§ Your assignment
Every record that follows is to be copied exactly, with the pictures omitted.
── Material to process ──
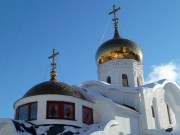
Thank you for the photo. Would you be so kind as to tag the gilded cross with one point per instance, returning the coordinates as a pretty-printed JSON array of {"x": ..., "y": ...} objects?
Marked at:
[
  {"x": 115, "y": 19},
  {"x": 53, "y": 64}
]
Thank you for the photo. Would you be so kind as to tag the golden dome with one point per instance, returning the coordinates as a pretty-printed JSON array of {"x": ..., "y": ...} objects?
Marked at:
[{"x": 118, "y": 48}]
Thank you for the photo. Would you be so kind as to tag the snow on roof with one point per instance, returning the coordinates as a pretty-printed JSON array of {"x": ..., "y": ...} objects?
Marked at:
[
  {"x": 26, "y": 128},
  {"x": 104, "y": 85}
]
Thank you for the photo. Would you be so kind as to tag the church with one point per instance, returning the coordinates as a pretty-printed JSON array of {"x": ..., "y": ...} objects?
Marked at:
[{"x": 118, "y": 103}]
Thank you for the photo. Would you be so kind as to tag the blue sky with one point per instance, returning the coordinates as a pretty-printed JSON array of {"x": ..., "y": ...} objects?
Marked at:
[{"x": 30, "y": 29}]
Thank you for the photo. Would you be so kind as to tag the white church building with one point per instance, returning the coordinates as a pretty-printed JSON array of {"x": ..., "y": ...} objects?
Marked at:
[{"x": 118, "y": 103}]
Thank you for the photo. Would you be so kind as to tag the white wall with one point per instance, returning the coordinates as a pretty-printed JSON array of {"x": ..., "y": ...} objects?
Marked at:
[
  {"x": 115, "y": 69},
  {"x": 42, "y": 104},
  {"x": 156, "y": 98}
]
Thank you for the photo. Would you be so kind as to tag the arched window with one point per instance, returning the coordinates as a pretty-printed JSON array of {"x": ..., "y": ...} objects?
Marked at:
[
  {"x": 138, "y": 82},
  {"x": 169, "y": 114},
  {"x": 27, "y": 111},
  {"x": 125, "y": 80},
  {"x": 153, "y": 113},
  {"x": 109, "y": 79}
]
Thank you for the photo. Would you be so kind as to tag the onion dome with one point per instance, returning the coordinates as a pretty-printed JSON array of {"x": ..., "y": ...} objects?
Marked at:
[
  {"x": 117, "y": 47},
  {"x": 50, "y": 87}
]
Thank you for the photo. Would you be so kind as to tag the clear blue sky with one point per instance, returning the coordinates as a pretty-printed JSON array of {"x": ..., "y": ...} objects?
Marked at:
[{"x": 29, "y": 30}]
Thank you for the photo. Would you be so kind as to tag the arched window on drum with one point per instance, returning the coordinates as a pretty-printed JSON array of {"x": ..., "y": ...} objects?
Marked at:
[
  {"x": 108, "y": 80},
  {"x": 125, "y": 80}
]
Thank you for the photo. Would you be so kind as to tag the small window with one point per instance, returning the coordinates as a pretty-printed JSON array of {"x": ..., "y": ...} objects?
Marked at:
[
  {"x": 68, "y": 111},
  {"x": 153, "y": 114},
  {"x": 53, "y": 110},
  {"x": 27, "y": 111},
  {"x": 60, "y": 110},
  {"x": 125, "y": 80},
  {"x": 109, "y": 79},
  {"x": 33, "y": 115},
  {"x": 138, "y": 82},
  {"x": 87, "y": 115},
  {"x": 169, "y": 115},
  {"x": 23, "y": 112}
]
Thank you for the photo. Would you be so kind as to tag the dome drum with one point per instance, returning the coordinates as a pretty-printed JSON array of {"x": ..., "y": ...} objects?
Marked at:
[{"x": 118, "y": 48}]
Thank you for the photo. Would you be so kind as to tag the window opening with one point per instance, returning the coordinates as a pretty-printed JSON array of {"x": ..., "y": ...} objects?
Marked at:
[
  {"x": 125, "y": 80},
  {"x": 87, "y": 115},
  {"x": 109, "y": 79},
  {"x": 169, "y": 114},
  {"x": 153, "y": 114}
]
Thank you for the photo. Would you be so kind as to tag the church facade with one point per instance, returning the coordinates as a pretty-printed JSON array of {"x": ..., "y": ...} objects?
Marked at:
[{"x": 118, "y": 103}]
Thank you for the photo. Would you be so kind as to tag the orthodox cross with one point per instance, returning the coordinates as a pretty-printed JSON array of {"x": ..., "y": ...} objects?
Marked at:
[
  {"x": 115, "y": 19},
  {"x": 53, "y": 64}
]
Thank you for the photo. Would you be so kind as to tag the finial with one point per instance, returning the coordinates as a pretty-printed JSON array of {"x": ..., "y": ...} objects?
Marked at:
[
  {"x": 53, "y": 64},
  {"x": 115, "y": 19}
]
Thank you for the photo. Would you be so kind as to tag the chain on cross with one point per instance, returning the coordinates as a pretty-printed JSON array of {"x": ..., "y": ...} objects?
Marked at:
[
  {"x": 53, "y": 64},
  {"x": 115, "y": 19}
]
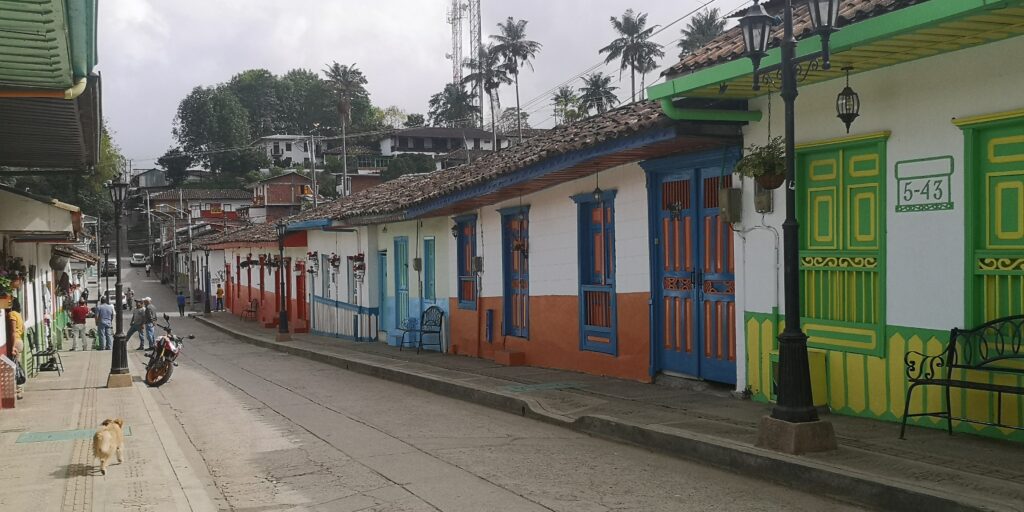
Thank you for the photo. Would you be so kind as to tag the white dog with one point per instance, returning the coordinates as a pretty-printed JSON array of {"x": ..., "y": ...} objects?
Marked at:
[{"x": 108, "y": 441}]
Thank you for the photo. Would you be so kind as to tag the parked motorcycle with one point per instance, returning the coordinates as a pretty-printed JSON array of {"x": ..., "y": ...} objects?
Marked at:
[{"x": 162, "y": 356}]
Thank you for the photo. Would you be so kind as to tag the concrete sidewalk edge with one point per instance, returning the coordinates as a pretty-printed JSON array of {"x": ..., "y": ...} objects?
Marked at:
[{"x": 792, "y": 471}]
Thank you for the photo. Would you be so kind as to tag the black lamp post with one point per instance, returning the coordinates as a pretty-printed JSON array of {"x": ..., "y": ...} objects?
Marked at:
[
  {"x": 282, "y": 271},
  {"x": 107, "y": 274},
  {"x": 119, "y": 357},
  {"x": 795, "y": 406},
  {"x": 206, "y": 307}
]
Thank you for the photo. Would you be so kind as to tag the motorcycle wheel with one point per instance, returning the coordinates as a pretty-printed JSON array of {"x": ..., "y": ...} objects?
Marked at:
[{"x": 159, "y": 374}]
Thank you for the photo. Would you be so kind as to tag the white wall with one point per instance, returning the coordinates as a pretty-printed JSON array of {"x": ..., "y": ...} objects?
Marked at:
[{"x": 915, "y": 101}]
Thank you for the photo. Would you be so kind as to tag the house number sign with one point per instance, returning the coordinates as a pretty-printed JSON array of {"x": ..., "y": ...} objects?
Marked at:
[{"x": 924, "y": 184}]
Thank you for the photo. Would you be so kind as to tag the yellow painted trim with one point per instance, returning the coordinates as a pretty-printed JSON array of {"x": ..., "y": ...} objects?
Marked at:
[
  {"x": 987, "y": 118},
  {"x": 1010, "y": 159},
  {"x": 879, "y": 135}
]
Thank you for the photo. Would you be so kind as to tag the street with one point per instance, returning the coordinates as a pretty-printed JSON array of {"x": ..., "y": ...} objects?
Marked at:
[{"x": 270, "y": 431}]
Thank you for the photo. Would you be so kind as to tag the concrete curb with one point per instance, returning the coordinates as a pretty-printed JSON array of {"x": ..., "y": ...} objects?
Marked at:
[{"x": 750, "y": 461}]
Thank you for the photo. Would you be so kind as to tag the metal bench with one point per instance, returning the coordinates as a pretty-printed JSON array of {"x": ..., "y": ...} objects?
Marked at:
[
  {"x": 431, "y": 324},
  {"x": 250, "y": 312},
  {"x": 993, "y": 347}
]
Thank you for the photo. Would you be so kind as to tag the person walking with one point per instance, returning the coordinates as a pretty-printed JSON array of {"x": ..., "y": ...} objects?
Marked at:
[
  {"x": 220, "y": 298},
  {"x": 151, "y": 321},
  {"x": 137, "y": 325},
  {"x": 17, "y": 331},
  {"x": 78, "y": 315},
  {"x": 104, "y": 322}
]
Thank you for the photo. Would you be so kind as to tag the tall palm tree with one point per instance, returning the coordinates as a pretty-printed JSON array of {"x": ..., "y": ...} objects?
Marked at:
───
§ Written reply
Thank you for the photo. Would you be so kind as to tag the gilded cross with one point per instance, returning the coordinates as a pretty-printed JSON array of {"x": ..., "y": ...} objects?
Marked at:
[
  {"x": 115, "y": 19},
  {"x": 53, "y": 64}
]
Thank you for the photo. Would you be so kind as to tag the golden dome with one point per instance, returning the coordinates as a pretty-printed JSON array of {"x": ..., "y": ...} objects?
Marked at:
[{"x": 118, "y": 48}]
Thank you for the photo. Would you be so kind as to tag the snow on roof with one point per instance, returning the coordinates as a pretty-printed JSON array of {"x": ..., "y": ...} objects?
Marked at:
[
  {"x": 26, "y": 128},
  {"x": 104, "y": 85}
]
Thank you for the photo. Would you be so kind as to tag the church with one point per instance, returning the coordinates as a pretty-printed JSON array of {"x": ..., "y": ...} objects?
Marked at:
[{"x": 118, "y": 103}]
Thank you for the photo. Would you be so kind as to tag the blue sky with one point per instance, returning the coordinates as a pretty-printed JSON array of {"x": ..., "y": ...} objects?
Marked at:
[{"x": 30, "y": 29}]
Thank you for the photo. Would you be so kind as to tag the white church building with one point per instance, returning the coordinates as a pretty-printed JSON array of {"x": ..., "y": ...} objects?
Marked at:
[{"x": 118, "y": 103}]
Thank you for the photo. Would you be so kind as to tag the white wall with one point per instance, returning the coordinates as a pretty-printed JSON array of {"x": ..., "y": ...} objects?
Marked at:
[
  {"x": 115, "y": 69},
  {"x": 42, "y": 104},
  {"x": 156, "y": 98}
]
Thank you for the photo. Would you be so kind as to tag the arched window with one point per instance, returning the coordinates as a pretty-printed JSON array of {"x": ..., "y": ...} objects?
Marked at:
[
  {"x": 138, "y": 82},
  {"x": 169, "y": 114},
  {"x": 27, "y": 111},
  {"x": 125, "y": 80},
  {"x": 153, "y": 113},
  {"x": 109, "y": 79}
]
Thank you for the photo. Would you be so kind as to tag the onion dome with one point per instance, returning the coordinates as a pretty-printed JSON array of {"x": ..., "y": ...} objects?
Marked at:
[
  {"x": 117, "y": 47},
  {"x": 50, "y": 87}
]
Thank you for the photo. Would you be so kind as to tag the clear blue sky with one point per instance, returning the coordinates as a pretty-printed JSON array of {"x": ..., "y": ...} objects?
Marked at:
[{"x": 29, "y": 30}]
Thank you for the photo. Would you be so kind as to tag the arched window on drum with one point per instance, returning the coordinates as a pretty-printed JSON array of {"x": ..., "y": ...} objects?
Marked at:
[
  {"x": 108, "y": 80},
  {"x": 125, "y": 80}
]
Thank you for the photo. Would you be so kind as to tag the small window with one point per instance, returning the coordinates as a pretty-printed JSON array of {"x": ..., "y": ...} objects?
Marked at:
[
  {"x": 68, "y": 111},
  {"x": 153, "y": 114},
  {"x": 53, "y": 110},
  {"x": 27, "y": 111},
  {"x": 60, "y": 110},
  {"x": 125, "y": 80},
  {"x": 109, "y": 79},
  {"x": 33, "y": 115},
  {"x": 138, "y": 82},
  {"x": 87, "y": 115},
  {"x": 169, "y": 115},
  {"x": 23, "y": 112}
]
Thank you for the photo. Would you be so kind as to tag the dome drum with one point per instance, returning the coordinates as a pretty-printed JSON array of {"x": ..., "y": ...} objects?
Marked at:
[{"x": 118, "y": 48}]
Thank you for the photo. Would you be so kind as to tag the window opening with one point per instance, returning the coordinates as a pretty-printed JSON array of {"x": ..., "y": ...} objects?
Marked at:
[
  {"x": 125, "y": 80},
  {"x": 87, "y": 115},
  {"x": 109, "y": 79},
  {"x": 169, "y": 114},
  {"x": 153, "y": 114}
]
Thank you for the photo. Would you be so kind as to tag the church facade with one point per instance, returning the coordinates as a pretty-printed JSON array of {"x": ..., "y": ...} objects?
Marked at:
[{"x": 118, "y": 103}]
Thank you for the photo. Would you be so kind as to tag the orthodox cross with one point per instance, returning the coordinates as a pretty-printed JSON array of {"x": ..., "y": ...} objects?
Marked at:
[
  {"x": 115, "y": 19},
  {"x": 53, "y": 64}
]
Thank you for the photo. Would you be so kind as to tag the finial with one point per instance, returning the coordinates as a pretty-printed JSON array of {"x": ..., "y": ...} objects?
Marked at:
[
  {"x": 53, "y": 64},
  {"x": 115, "y": 19}
]
Thank you for the photo. Would you be so kind as to tag the chain on cross with one point per instance, returning the coordinates as a pretty-printed JSON array of {"x": ..., "y": ...} objects?
Marked at:
[
  {"x": 53, "y": 64},
  {"x": 115, "y": 19}
]
Thank you for the photo. Would you be so kind as to tag the white dog with one point per instance, returning the coordinates as a pretty-printed JSON array of {"x": ..., "y": ...} objects?
Marked at:
[{"x": 108, "y": 441}]
Thank you for the photo. Would you be so kind as to tag the parked motorcycle with one point per instance, returning the coordinates as a pretty-printed JSON array of {"x": ..., "y": ...} objects?
Marked at:
[{"x": 162, "y": 356}]
Thank you for the photo. Would you be so kind as to tag the concrete sidewalk edge with one point per instance, returning the coordinates as a pretty-printed JSON array of {"x": ..., "y": ...} objects?
Marked at:
[{"x": 792, "y": 471}]
Thank you for the photo. Would you be so kind as to tag the black lamp post with one point per instance, returning the coordinates as a pretty-printed JSON array of {"x": ..., "y": ...} objects?
Marked at:
[
  {"x": 282, "y": 271},
  {"x": 107, "y": 274},
  {"x": 119, "y": 357},
  {"x": 795, "y": 406},
  {"x": 206, "y": 307}
]
Thank you for the photo. Would you be so kind as to tag the motorcycle wheel with one point per instance, returning the coordinates as a pretty-printed JSON array of {"x": ..., "y": ...} objects?
Marked at:
[{"x": 159, "y": 374}]
Thank you for the photo. Would you be so kind as to tag the white wall with one point per instance, returning the coordinates as a pretty-printed JSON array of {"x": ..., "y": ...} objects?
Marked at:
[{"x": 915, "y": 101}]
Thank you for the photo. Would you be so kind as to tag the house number sign with one point per instance, returning the coordinates as a pretty-printed JSON array of {"x": ..., "y": ...} objects?
Marked at:
[{"x": 924, "y": 184}]
Thank you for the photo. Would you be so kind as to tag the yellow painted trim with one point per instance, returning the coordinates as a pretty-printed JSON array of {"x": ..., "y": ...} objects?
Marked at:
[
  {"x": 987, "y": 118},
  {"x": 1010, "y": 159},
  {"x": 879, "y": 135}
]
Thank you for the photo. Would you be so kind as to tag the street with one point per instance, returning the coordinates as a pretty-printed JSON array of {"x": ..., "y": ...} objects?
Marked at:
[{"x": 270, "y": 431}]
Thank you for the photo. Would you be so kind as to tag the concrete curb with one point per instance, returning the coordinates as a pretty-printed JSON array of {"x": ..., "y": ...} objects?
Marked at:
[{"x": 750, "y": 461}]
Thank you for the photo. Would you be so kind as to tag the metal bench with one point per instance, returning the coordinates as a pretty-printed JSON array of {"x": ..., "y": ...} objects?
Marked at:
[
  {"x": 431, "y": 324},
  {"x": 250, "y": 312},
  {"x": 993, "y": 347}
]
Thank you for the photo. Would you be so kind as to tag the person walking with one point per instance, returning the coordinates as a pretty-printed JSON array of {"x": ..., "y": ...} objects?
Marked at:
[
  {"x": 220, "y": 298},
  {"x": 151, "y": 321},
  {"x": 137, "y": 325},
  {"x": 17, "y": 331},
  {"x": 78, "y": 315},
  {"x": 104, "y": 322}
]
Thank you for the photo. Would you be so kind as to tag the tall palm tree with one point per instance, returning the coordinates as a pretty-printed JSON array of {"x": ..., "y": ...} objects?
Marked at:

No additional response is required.